[[ DATA TO USE open ]]
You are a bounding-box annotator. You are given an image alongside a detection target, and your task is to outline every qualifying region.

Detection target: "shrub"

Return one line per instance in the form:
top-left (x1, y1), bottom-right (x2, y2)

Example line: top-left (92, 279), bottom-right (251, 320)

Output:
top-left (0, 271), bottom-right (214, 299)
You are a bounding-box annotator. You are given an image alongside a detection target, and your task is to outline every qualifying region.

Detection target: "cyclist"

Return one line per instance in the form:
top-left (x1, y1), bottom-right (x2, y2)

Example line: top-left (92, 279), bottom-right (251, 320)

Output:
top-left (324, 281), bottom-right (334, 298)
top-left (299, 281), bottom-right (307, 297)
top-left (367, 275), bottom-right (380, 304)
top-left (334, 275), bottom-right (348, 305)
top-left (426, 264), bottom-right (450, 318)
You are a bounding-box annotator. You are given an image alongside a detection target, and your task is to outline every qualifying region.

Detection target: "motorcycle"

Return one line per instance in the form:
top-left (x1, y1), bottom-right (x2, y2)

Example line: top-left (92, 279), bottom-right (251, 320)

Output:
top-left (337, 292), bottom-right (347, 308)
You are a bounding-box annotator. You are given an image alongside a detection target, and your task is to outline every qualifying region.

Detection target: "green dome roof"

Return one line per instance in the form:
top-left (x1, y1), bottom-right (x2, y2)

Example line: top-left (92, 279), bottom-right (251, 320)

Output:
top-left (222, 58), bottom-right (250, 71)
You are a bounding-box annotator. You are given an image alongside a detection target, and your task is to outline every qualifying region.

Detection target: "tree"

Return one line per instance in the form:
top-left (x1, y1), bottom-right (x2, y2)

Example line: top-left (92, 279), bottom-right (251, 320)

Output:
[[ DATA TO USE closed ]]
Write the material out once more, exactly.

YOUR SOLUTION:
You are a bounding-box annotator. You are given an image alongside a detection target, and your task is to outline every qualifying region.

Detection target: "shrub"

Return one line per instance in the form:
top-left (x1, y1), bottom-right (x2, y2)

Example line: top-left (92, 279), bottom-right (251, 320)

Output:
top-left (0, 271), bottom-right (214, 299)
You are a bounding-box annotator. You are given an image alongside a detection target, and your task is to outline every qualifying region.

Detection target: "cyclist"

Return one line per instance in the form:
top-left (x1, y1), bottom-right (x2, y2)

Example line: top-left (92, 279), bottom-right (251, 320)

Output:
top-left (324, 281), bottom-right (334, 298)
top-left (299, 281), bottom-right (307, 297)
top-left (367, 275), bottom-right (380, 304)
top-left (334, 275), bottom-right (348, 305)
top-left (426, 264), bottom-right (450, 318)
You are a bounding-box annotator. You are given an image alongside a detection target, and your task is to outline every qualifying region.

Detection target: "motorcycle"

Return one line per instance in the form:
top-left (x1, y1), bottom-right (x2, y2)

Example line: top-left (92, 279), bottom-right (251, 320)

Output:
top-left (337, 292), bottom-right (347, 308)
You are a bounding-box annotator. You are given an image alongside a detection target, and your task is to outline every qualifying region.

Detection target: "green dome roof"

Return one line per instance in the form:
top-left (x1, y1), bottom-right (x2, y2)

Example line: top-left (92, 279), bottom-right (251, 320)

Output:
top-left (222, 58), bottom-right (250, 71)
You are a bounding-box annotator. You are given an image alongside a detection target, and your task is to outline every qualifying region.

Detection target: "tree"

Return one line per instance in the form:
top-left (x1, y1), bottom-right (x2, y2)

Example line: top-left (92, 279), bottom-right (251, 320)

Output:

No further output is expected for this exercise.